READING PASSAGE.
· · ·

First up was She’s Gotta Have It, an early Spike Lee joint from the 1980s with a surprisingly progressive look at female sexuality.  “She” is Nola Darling, serial dater who’s sworn off monogamy, at least for now.  And she doesn’t need a reason either; she’s just doing what she feels like doing.  Lee himself plays one of the three men vying for her undivided attention.  Filmed in a fake documentary style and with rudimentary stylistic flourishes, like filming it entirely in black and white save for one scene of dancing, you can feel Lee reaching for a directorial style as he stretches his film making muscles.  The best part of the film happens in the early-to-middle part of the movie; audiences are still getting to know Nola through interviews of those who know her.  Lee’s character Mars Blackmon talks about what a “freak” she is for liking sex as much as she does, and asserts that a girl with that kind of libido must have “daddy issues” (a stereotype not unheard of today).  From this, the film immediately smash cuts to a stately, middle class home where a well-dressed man is playing classical piano.  After he finishes playing, he turns to the camera and waxes on that Nola grew up wanting for nothing, least of all love, in a childhood home where he and her mother indulged her interests and curiosity.  Take that, misogynists.

· · ·

DIRECTION 1. List every word or phrase that the film review puts in quotation marks.
DIRECTION 2. From the records, retype exactly the lines between the one holding "A colleague asked me to get the coordinates of the patterned" and the one holding "66, 269, 168, 408", inclusive.

LISTED ENTRIES.
· · ·

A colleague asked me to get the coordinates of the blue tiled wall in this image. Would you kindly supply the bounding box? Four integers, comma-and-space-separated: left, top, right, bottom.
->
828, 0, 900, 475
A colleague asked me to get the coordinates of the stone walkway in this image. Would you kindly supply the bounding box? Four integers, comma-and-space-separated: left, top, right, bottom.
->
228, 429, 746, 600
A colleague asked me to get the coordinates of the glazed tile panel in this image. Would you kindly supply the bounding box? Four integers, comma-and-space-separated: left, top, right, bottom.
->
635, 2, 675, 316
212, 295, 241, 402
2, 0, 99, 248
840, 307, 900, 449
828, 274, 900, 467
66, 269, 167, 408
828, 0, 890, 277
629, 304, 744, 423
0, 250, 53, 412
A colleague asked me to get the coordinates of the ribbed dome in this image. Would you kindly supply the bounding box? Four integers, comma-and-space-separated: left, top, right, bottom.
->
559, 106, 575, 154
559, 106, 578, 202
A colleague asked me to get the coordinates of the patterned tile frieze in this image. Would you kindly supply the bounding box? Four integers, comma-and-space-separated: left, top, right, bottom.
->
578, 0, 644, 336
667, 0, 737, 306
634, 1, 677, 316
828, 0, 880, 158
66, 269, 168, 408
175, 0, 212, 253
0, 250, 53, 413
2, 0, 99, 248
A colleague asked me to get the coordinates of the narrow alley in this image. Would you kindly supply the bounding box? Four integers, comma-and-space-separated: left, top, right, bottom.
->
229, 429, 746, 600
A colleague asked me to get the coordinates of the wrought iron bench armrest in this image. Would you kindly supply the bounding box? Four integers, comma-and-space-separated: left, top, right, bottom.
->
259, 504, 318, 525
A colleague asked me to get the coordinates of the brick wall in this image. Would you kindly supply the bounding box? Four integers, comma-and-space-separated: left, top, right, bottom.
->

· · ·

COMPLETE RESPONSE 1.
“She”
“freak”
“daddy issues”

COMPLETE RESPONSE 2.
A colleague asked me to get the coordinates of the patterned tile frieze in this image. Would you kindly supply the bounding box? Four integers, comma-and-space-separated: left, top, right, bottom.
->
578, 0, 644, 336
667, 0, 737, 306
634, 1, 677, 316
828, 0, 880, 158
66, 269, 168, 408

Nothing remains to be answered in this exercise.